* YOUR GOAL *
Edit the records below, starting at the line that contains "the white milk" and continuing through the end, so that "sliced strawberry" reads "fresh strawberry". Leave every other part of those lines unchanged.

Dataset records
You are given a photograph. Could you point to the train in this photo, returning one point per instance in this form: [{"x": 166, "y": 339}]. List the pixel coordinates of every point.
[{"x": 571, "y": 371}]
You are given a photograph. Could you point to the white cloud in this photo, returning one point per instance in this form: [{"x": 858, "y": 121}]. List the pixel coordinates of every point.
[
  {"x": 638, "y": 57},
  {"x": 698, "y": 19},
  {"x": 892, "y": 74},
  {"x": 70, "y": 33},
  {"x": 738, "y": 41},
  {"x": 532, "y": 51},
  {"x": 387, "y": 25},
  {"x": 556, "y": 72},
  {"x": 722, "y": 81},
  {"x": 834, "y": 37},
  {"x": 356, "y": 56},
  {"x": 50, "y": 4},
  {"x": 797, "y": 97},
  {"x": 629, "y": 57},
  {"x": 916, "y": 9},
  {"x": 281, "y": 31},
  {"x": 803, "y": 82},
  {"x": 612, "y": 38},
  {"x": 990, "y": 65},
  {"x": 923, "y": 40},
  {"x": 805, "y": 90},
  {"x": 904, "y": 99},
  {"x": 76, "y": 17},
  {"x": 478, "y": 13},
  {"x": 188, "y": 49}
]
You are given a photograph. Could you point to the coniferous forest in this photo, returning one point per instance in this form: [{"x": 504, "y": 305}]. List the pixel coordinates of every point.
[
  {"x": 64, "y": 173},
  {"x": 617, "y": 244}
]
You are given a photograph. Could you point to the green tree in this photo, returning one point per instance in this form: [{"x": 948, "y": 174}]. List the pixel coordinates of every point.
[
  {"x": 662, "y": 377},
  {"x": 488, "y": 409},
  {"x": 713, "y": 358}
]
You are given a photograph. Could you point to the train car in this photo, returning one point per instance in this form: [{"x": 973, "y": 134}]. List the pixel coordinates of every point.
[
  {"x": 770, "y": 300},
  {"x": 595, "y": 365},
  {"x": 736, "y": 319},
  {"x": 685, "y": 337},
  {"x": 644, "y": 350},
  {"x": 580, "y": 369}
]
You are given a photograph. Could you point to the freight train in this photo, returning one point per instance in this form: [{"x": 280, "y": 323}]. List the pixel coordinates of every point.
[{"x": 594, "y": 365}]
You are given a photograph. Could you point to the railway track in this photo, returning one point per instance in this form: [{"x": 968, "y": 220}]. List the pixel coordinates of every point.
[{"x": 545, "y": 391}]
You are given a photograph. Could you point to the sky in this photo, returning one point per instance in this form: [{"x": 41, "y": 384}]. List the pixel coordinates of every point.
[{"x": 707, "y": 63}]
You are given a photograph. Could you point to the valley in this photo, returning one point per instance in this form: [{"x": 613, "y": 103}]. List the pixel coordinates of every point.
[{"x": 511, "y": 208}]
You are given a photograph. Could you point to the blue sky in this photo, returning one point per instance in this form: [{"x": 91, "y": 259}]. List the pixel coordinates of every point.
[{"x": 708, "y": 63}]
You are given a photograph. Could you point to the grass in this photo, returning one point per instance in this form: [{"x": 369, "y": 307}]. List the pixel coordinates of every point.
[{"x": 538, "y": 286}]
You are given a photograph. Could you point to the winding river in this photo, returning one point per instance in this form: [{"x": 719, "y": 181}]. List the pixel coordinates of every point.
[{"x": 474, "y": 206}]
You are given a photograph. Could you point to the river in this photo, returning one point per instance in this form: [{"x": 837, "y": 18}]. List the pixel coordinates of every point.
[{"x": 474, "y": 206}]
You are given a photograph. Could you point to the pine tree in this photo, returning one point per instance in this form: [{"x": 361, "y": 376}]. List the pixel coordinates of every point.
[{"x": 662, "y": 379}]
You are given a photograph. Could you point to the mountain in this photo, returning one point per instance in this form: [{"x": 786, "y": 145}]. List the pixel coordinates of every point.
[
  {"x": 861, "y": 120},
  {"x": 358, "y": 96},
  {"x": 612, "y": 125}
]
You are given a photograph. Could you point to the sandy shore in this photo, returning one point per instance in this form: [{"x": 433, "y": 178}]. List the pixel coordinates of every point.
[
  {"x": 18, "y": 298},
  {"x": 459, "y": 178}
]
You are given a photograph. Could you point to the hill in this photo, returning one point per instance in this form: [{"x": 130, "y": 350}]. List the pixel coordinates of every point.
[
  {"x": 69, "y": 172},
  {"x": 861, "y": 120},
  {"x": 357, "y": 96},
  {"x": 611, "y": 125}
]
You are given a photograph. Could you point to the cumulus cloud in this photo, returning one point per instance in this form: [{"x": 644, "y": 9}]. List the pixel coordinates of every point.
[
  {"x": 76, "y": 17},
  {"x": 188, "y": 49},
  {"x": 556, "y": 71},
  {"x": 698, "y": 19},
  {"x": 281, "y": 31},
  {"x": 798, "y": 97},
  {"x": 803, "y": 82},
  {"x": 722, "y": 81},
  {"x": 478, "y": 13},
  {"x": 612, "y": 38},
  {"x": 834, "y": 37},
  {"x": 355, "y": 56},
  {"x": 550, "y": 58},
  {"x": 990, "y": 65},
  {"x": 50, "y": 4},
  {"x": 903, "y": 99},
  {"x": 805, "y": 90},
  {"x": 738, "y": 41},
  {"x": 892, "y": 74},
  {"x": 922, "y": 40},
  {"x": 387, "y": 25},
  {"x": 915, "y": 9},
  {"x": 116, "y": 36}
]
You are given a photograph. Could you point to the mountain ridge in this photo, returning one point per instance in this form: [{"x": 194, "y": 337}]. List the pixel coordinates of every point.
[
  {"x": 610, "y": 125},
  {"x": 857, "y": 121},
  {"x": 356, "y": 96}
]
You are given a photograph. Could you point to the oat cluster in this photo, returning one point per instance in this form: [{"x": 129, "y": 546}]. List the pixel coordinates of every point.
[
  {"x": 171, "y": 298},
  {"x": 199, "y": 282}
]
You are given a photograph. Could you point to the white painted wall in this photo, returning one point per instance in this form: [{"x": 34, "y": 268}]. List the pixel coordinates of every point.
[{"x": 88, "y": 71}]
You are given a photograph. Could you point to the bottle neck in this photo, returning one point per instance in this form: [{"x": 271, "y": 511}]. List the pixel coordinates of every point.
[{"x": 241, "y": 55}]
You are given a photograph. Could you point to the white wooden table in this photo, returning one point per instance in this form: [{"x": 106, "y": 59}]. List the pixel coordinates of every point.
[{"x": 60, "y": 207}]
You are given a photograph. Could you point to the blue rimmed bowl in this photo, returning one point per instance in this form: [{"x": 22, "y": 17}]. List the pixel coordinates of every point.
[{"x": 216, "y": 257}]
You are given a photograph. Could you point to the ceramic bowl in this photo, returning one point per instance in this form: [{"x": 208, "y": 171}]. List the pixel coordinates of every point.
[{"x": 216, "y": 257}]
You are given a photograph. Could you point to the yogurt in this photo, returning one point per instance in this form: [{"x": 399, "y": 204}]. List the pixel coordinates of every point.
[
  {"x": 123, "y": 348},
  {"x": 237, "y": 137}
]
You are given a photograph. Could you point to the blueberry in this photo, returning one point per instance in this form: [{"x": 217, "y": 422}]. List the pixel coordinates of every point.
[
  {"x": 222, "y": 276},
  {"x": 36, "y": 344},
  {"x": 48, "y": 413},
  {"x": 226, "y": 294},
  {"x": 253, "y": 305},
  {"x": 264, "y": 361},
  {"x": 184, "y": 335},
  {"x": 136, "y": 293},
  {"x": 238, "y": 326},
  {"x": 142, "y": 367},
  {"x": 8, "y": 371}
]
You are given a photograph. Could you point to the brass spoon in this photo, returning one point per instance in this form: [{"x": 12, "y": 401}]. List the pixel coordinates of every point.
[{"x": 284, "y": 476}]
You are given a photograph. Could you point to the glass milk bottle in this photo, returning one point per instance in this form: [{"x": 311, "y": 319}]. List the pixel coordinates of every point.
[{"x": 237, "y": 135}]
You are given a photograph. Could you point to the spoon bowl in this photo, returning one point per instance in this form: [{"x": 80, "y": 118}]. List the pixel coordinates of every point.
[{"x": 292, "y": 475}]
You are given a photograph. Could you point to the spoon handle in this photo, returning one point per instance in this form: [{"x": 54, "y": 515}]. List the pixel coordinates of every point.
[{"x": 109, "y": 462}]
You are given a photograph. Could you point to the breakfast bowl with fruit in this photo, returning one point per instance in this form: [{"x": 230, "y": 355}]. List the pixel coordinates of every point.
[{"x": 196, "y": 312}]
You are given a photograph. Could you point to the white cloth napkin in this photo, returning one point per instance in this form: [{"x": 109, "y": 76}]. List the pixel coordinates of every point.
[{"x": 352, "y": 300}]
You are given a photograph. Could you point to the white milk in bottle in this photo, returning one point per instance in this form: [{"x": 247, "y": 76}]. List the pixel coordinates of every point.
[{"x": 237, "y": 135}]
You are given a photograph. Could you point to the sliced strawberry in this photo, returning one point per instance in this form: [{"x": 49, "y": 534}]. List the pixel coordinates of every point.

* ANSWER TO THE EXERCISE *
You are given a photograph. Could you point to the white milk in bottle in this photo, returning one point per instance in this form: [{"x": 247, "y": 76}]. List the pixel coordinates of every point.
[{"x": 237, "y": 135}]
You are given a photograph. Could you point to the fresh strawberry in this photo, returning one point per instance in this form: [{"x": 49, "y": 534}]. List the pixel coordinates of every point.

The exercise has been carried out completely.